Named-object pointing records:
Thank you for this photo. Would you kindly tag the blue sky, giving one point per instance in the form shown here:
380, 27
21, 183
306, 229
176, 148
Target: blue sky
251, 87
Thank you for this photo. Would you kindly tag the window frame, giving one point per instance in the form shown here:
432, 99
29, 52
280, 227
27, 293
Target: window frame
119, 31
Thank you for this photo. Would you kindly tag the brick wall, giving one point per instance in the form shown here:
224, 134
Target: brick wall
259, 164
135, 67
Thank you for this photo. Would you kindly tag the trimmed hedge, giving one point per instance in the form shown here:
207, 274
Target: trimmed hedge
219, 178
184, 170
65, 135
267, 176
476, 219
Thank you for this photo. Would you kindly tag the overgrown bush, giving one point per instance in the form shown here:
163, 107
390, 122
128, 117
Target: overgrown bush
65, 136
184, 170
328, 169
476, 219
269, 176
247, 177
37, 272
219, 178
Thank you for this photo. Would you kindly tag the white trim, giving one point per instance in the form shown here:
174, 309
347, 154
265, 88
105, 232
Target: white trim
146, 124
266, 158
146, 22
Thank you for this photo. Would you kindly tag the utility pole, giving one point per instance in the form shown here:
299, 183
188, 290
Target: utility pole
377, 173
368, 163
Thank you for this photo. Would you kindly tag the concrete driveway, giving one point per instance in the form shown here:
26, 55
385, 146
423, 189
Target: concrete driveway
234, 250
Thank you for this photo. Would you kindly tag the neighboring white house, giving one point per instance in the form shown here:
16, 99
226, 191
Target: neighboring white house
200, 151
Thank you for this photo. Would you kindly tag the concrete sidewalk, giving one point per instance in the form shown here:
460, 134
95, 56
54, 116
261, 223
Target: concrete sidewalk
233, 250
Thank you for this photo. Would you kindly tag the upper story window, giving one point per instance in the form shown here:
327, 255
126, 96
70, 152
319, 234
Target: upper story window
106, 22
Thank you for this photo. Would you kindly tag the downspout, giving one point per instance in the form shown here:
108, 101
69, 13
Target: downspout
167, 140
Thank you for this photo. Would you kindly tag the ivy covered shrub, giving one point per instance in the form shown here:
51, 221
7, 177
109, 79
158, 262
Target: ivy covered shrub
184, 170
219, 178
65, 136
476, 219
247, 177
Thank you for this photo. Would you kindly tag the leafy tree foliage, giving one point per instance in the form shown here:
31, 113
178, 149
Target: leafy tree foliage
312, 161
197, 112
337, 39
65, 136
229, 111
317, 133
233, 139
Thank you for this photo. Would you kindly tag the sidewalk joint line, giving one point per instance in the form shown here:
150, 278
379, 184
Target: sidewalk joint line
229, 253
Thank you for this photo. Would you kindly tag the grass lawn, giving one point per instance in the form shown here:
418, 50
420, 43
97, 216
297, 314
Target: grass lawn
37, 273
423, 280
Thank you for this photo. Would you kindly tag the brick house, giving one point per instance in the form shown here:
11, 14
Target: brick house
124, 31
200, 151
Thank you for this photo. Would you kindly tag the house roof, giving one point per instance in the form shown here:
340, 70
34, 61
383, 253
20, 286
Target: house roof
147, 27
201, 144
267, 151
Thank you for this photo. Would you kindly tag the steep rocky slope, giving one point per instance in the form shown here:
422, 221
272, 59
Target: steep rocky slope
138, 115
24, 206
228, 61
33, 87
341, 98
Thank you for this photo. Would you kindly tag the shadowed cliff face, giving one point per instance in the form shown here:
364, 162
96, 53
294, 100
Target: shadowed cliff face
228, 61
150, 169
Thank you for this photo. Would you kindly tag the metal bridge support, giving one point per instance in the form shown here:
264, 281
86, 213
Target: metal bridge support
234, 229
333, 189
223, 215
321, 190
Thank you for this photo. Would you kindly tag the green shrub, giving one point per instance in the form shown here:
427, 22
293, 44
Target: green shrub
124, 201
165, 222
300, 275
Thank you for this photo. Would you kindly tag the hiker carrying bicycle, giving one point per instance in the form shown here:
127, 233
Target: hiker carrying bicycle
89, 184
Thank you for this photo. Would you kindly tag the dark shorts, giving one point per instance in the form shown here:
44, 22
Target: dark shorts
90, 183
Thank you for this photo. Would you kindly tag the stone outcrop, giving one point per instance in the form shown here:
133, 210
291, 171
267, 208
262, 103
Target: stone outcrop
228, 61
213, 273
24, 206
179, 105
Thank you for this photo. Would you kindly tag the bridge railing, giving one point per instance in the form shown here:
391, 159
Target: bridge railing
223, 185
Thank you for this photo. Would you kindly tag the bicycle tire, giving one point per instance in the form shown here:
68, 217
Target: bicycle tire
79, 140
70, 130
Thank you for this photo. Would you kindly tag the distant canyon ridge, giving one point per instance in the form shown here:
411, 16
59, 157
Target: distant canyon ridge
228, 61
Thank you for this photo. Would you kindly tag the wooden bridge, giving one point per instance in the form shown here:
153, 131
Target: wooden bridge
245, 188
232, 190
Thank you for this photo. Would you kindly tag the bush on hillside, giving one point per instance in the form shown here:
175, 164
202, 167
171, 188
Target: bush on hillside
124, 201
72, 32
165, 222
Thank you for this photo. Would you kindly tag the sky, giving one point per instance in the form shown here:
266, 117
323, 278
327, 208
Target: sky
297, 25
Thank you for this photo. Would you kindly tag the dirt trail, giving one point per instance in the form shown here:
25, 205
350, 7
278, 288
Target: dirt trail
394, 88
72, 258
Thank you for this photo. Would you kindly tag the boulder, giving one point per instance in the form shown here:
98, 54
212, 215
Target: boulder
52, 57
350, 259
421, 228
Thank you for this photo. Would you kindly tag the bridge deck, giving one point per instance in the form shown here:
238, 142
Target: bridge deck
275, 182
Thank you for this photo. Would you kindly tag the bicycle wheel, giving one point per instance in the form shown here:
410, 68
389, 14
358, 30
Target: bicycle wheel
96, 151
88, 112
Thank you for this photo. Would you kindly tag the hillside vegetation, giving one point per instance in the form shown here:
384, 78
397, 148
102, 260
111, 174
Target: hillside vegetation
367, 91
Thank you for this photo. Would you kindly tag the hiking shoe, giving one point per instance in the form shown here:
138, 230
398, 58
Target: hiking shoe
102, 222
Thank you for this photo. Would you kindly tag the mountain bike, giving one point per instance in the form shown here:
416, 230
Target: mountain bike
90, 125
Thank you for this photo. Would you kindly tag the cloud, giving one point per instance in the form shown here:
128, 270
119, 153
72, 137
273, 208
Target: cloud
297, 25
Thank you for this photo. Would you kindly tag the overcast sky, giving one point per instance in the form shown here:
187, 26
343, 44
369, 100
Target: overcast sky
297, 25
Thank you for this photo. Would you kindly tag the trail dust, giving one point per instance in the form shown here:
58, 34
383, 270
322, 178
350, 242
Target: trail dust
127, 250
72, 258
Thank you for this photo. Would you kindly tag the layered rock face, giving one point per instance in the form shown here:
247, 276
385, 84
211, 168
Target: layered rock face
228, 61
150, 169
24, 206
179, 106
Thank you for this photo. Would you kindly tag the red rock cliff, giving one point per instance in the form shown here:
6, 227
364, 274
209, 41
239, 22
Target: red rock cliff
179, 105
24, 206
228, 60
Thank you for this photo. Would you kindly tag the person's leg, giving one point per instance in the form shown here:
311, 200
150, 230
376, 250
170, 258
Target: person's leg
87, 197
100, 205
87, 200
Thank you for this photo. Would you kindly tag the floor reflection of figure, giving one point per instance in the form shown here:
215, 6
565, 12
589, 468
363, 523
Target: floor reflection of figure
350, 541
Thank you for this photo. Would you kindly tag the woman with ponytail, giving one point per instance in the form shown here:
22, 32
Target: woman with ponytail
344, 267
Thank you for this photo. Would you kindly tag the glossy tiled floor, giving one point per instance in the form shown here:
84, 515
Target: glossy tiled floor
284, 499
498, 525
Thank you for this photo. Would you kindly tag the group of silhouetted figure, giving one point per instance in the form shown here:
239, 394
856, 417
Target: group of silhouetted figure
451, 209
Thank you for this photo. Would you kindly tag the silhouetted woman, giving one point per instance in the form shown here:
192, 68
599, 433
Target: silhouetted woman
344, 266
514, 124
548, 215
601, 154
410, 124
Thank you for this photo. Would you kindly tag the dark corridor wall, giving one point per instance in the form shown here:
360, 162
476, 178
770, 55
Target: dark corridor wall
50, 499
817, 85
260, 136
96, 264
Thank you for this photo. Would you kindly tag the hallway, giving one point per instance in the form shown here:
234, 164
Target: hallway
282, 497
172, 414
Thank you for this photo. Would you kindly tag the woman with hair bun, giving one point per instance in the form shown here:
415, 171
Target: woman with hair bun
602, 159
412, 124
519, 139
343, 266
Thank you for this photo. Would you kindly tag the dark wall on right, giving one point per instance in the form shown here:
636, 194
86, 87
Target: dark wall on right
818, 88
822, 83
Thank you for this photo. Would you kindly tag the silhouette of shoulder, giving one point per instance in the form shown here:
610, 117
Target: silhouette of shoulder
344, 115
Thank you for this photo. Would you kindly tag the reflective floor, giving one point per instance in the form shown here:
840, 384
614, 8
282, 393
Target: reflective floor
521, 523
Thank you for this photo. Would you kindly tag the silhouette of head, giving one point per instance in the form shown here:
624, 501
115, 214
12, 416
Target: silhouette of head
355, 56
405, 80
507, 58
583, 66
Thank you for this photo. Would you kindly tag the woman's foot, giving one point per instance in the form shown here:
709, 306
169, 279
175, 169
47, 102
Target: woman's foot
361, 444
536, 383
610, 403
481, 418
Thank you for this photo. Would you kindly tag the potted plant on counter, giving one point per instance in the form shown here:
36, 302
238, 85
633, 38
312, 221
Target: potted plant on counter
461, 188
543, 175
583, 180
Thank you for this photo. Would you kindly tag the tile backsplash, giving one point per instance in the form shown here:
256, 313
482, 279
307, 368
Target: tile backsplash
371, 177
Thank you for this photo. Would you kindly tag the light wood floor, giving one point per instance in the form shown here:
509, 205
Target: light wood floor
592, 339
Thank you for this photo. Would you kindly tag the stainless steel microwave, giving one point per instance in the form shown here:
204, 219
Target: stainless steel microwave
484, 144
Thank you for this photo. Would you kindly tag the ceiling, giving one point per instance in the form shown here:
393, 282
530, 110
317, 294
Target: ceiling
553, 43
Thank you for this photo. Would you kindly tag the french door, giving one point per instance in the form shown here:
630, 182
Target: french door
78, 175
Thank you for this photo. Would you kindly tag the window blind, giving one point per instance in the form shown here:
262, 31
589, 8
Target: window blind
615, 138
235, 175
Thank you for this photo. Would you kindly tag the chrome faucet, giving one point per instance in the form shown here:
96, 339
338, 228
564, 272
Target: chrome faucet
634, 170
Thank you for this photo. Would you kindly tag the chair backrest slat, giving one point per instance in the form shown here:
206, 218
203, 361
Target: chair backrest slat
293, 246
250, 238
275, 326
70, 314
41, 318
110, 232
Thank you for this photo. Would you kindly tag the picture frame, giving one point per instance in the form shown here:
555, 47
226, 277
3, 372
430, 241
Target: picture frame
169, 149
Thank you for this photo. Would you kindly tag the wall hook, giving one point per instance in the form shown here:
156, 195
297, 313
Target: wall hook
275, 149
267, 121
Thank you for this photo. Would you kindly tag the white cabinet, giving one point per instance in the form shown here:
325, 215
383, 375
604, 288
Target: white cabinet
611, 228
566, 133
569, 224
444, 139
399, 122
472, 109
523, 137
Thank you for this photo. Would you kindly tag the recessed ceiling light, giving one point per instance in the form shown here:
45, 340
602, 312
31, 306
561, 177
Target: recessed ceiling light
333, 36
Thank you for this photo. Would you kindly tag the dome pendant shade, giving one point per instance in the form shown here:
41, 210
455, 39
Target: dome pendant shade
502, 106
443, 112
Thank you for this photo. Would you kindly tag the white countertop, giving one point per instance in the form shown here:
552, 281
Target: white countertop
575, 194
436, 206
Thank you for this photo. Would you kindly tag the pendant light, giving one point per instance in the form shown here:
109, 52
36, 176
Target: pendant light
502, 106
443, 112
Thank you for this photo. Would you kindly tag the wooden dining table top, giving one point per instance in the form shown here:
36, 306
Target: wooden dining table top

REQUIRED WORK:
Quote verbatim the line containing "Thank you for this photo. Would you kindly tag the recessed" and every line after it through the end of the records above.

SOLUTION TO THE EXERCISE:
Thank you for this photo. Would you kindly tag the recessed ceiling light, giving one point per instance in the form shown here:
45, 340
602, 312
31, 306
561, 177
Target: recessed ceiling light
333, 36
Thank you for this photo. Would you kindly tag the dome pendant shade, giving one point per instance in the form shown here:
41, 210
455, 39
Target: dome pendant shade
502, 106
443, 112
Thank you for this photo. Would you kindly tag the white countertop, giving one point per instance in the form shown here:
552, 281
Target: white countertop
575, 194
436, 206
Thank you for this photo. Would you kindly tag the pendant light, giving one point per instance in the form shown here:
109, 52
36, 176
Target: pendant light
502, 106
443, 112
Thank you for this photo. Would you kindly tag the wooden dining table top, giving one point per instance in the form shown here:
36, 306
Target: wooden dining table top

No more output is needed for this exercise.